* **ПРЕДОСТАВЛЕННЫЙ ТЕКСТ**
Independent (Великобритания): как Запад недооценивает российского экономического медведя - «Новости»
- 04:03, 19-июн-2019
- Экономика / Россия / Мероприятия / Большой Кавказ / Ростов-на-Дону / Видео / Новости дня / Крым / Технологии / Бизнес / Европа / Аналитика / СТАТЬИ
- Novosti-Dny
- 0
Долгие годы многие западные эксперты предсказывали, что рано или поздно российская экономика рухнет из-за характерной для нее повальной коррупции и низкой эффективности. Они также отмечали чрезмерную зависимость от цен на энергоносители, старение населения и санкции, введенные против страны после аннексии Крыма Владимиром Путиным в 2014 году.
Но на самом деле я бы сказал, что гораздо лучше изображать экономику не столько как разваливающуюся, сколько как стабилизирующуюся, перед которой открывается перспектива не рецессии, а стагнации.
Конечно, по мере того как экономические результаты на 2018 год становятся очевидными (хотя официальный показатель роста ВВП в 2,3%, безусловно, завышен), можно видеть, что ситуация, по крайней мере, не ухудшается. Почему это так, несмотря на многолетний скептицизм? Я считаю, что есть несколько причин, которые необходимо проанализировать.

Сохранённые записи:
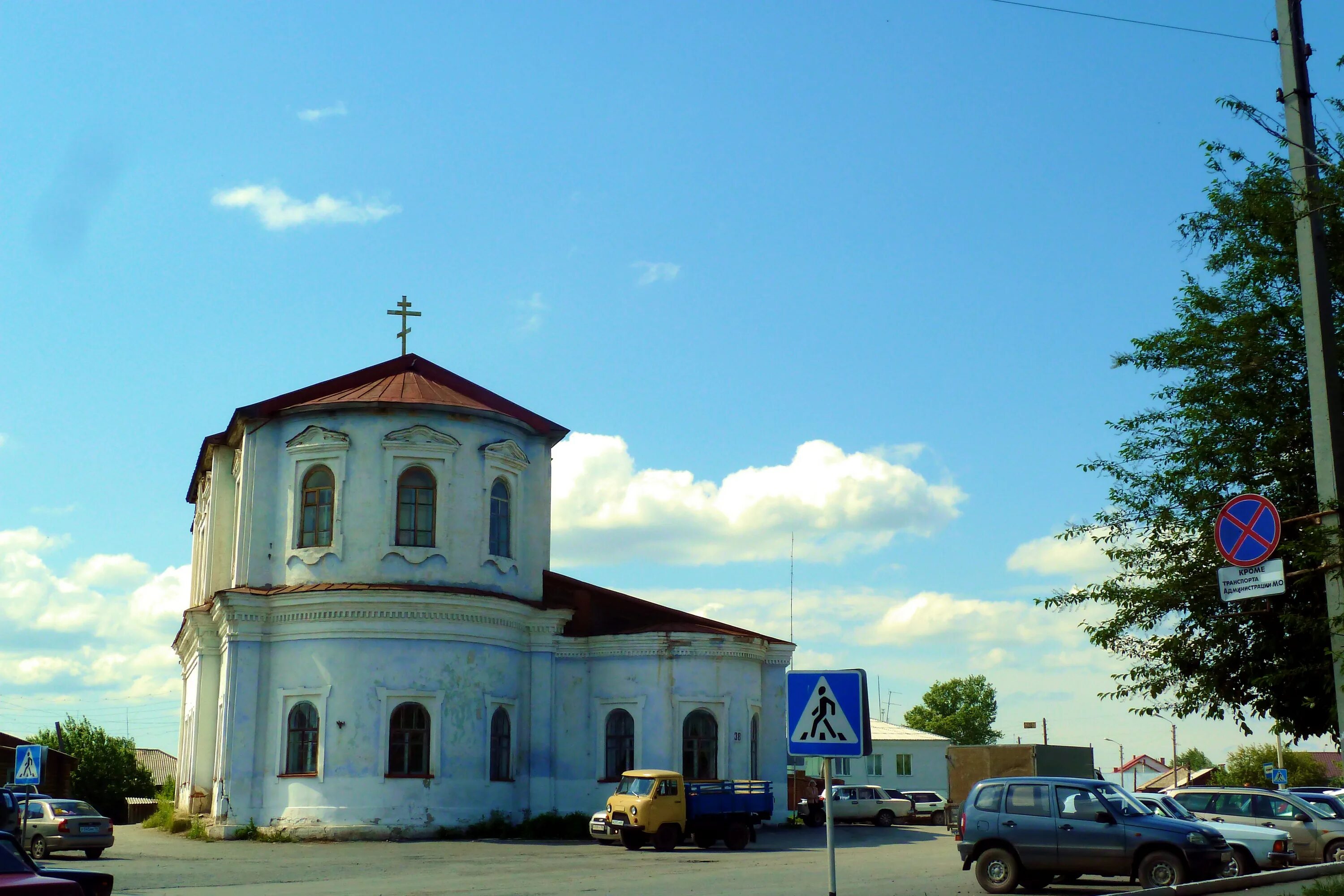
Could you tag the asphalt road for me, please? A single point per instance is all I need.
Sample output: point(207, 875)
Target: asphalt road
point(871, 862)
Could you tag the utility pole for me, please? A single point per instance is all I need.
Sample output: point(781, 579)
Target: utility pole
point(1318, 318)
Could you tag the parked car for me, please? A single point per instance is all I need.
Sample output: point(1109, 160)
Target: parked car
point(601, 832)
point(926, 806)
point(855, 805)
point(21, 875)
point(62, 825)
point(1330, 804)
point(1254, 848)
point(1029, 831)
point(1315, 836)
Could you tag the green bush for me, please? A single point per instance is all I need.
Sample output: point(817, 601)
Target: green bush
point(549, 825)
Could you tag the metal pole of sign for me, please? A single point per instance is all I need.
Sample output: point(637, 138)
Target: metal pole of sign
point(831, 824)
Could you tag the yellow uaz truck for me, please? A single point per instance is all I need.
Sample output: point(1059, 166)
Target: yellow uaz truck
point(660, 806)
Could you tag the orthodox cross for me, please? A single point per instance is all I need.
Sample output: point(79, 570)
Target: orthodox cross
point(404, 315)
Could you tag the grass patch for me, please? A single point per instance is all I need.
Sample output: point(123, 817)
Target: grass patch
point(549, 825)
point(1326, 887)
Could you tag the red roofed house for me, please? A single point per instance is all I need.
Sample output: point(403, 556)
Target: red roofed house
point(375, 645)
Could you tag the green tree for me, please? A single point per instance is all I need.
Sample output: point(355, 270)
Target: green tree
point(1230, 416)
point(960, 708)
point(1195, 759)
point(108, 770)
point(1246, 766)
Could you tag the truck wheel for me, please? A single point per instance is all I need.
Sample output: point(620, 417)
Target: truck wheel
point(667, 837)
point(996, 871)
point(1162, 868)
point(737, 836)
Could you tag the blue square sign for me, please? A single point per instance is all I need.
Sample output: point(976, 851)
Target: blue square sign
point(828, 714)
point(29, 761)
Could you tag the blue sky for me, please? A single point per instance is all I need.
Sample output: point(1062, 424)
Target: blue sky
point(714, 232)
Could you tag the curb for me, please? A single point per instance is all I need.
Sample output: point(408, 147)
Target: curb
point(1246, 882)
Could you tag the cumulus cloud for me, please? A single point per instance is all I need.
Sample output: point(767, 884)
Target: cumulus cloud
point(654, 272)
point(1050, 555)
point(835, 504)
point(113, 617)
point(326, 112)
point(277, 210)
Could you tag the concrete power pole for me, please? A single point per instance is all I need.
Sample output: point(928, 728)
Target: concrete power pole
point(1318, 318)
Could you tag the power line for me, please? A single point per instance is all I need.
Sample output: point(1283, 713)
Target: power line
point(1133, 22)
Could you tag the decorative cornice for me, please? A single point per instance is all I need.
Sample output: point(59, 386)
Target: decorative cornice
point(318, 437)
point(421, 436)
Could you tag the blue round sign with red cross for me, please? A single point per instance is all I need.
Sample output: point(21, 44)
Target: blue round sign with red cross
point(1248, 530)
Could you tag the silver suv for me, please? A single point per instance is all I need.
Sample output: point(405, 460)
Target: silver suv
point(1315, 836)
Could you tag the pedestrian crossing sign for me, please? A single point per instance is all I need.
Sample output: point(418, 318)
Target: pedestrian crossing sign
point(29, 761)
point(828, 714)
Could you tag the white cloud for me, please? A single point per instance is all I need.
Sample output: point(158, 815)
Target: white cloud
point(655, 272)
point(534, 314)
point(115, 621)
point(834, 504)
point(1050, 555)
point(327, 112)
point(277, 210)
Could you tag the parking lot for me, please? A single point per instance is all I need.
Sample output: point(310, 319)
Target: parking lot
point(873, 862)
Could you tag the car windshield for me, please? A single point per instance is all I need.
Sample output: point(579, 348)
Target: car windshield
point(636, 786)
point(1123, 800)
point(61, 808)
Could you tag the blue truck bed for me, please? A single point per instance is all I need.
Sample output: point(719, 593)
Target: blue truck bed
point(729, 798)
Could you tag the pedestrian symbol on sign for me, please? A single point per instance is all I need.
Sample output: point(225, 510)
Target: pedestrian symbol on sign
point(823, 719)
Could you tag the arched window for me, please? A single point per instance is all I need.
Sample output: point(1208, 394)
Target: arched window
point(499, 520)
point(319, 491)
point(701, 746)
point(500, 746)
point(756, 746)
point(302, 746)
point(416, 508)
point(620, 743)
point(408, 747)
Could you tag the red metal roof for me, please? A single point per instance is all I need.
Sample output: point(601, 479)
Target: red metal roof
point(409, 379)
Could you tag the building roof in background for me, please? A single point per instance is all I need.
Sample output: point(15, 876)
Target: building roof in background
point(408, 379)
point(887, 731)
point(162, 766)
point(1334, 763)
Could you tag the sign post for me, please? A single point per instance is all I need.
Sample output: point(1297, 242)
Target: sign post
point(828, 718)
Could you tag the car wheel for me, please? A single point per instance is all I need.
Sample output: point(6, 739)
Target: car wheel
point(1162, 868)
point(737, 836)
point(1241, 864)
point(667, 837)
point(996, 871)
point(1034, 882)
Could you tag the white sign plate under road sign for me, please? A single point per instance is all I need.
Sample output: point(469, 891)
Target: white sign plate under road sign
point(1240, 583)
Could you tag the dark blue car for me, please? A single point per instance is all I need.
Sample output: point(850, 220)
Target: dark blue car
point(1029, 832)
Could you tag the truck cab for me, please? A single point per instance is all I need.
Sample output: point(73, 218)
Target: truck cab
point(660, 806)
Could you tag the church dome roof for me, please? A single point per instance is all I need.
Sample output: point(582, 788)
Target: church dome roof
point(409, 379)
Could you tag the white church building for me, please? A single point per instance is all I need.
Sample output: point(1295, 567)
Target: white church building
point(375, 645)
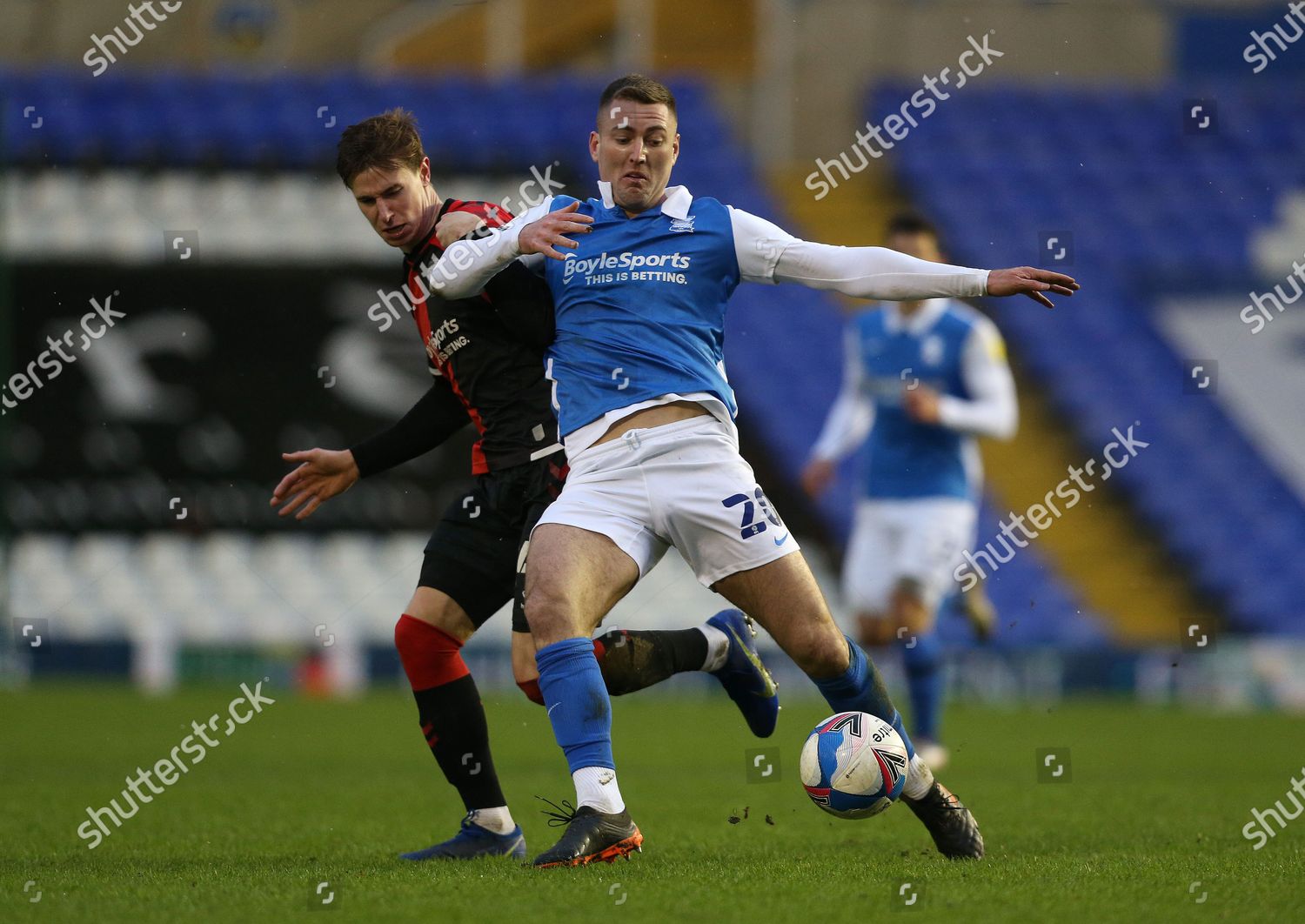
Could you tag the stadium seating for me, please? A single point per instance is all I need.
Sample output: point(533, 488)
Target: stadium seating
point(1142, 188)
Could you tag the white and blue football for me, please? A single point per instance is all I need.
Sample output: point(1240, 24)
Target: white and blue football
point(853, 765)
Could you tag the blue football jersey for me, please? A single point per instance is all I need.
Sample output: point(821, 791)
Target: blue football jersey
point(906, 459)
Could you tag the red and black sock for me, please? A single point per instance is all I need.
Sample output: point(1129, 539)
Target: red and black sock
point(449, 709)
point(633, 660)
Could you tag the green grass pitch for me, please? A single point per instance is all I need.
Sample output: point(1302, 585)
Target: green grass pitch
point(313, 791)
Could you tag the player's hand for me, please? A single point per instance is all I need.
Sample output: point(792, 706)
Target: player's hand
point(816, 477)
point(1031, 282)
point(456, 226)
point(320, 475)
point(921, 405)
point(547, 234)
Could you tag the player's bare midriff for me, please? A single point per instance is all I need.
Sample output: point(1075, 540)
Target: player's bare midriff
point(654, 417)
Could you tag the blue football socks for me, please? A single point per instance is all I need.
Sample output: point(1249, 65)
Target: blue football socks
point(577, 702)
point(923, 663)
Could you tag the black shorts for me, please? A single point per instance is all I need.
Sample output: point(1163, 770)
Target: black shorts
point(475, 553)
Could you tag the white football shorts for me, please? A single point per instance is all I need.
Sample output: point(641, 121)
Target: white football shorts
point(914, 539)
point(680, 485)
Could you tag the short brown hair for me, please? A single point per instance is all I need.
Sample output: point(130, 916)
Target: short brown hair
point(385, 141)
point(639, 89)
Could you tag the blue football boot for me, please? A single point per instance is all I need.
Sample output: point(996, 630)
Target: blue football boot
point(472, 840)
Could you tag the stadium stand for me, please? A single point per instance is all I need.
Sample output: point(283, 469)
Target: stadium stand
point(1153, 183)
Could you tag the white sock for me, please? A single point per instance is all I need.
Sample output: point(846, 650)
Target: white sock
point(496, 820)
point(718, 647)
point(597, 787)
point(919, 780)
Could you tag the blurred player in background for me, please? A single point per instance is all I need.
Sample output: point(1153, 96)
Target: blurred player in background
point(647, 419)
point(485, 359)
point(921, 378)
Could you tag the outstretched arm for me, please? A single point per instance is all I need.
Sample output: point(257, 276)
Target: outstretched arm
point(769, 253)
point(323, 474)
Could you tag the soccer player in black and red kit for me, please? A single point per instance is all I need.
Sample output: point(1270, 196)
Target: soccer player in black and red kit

* **ЧТО НУЖНО СДЕЛАТЬ**
- 1) В каком году, согласно статье о российской экономике, против страны были введены санкции после аннексии Крыма?
- 2) Подхватите статью о российской экономике и продолжите её после последнего приведённого предложения.
Записи получены из другого источника.

* **ОТВЕТЫ К ЗАДАНИЯМ**
- 1) В 2014 году.

- 2)
Во-первых, сейчас российская экономика гораздо меньше зависит от энергетического сектора, чем раньше. В 2000-е годы около 70% совокупного роста ВВП приходилось на сектор услуг, особенно на отрасли, которые в 1990-е годы если и существовали, то были крайне слабо развиты, не говоря уже о 1980-х годах. Жилищное строительство, оптовая и розничная торговля, банковское и страховое дело, бытовые услуги, гостиницы и рестораны, мобильная связь и интернет-услуги — все это, условно говоря, процветало.
Таким образом, кризис в России в 2008-2009 годы был тяжелым не только из-за падения цен на нефть, но и из-за того, что стал весьма насыщенным спрос на многие услуги (в России количество зарегистрированных сим-карт на тысячу человек сегодня самое высокое в Европе). При этом базовые отрасли интенсивно не развивались. Другими словами, у российской экономики просто не осталось (и не остается) достаточного пространства для дальнейшего быстрого роста.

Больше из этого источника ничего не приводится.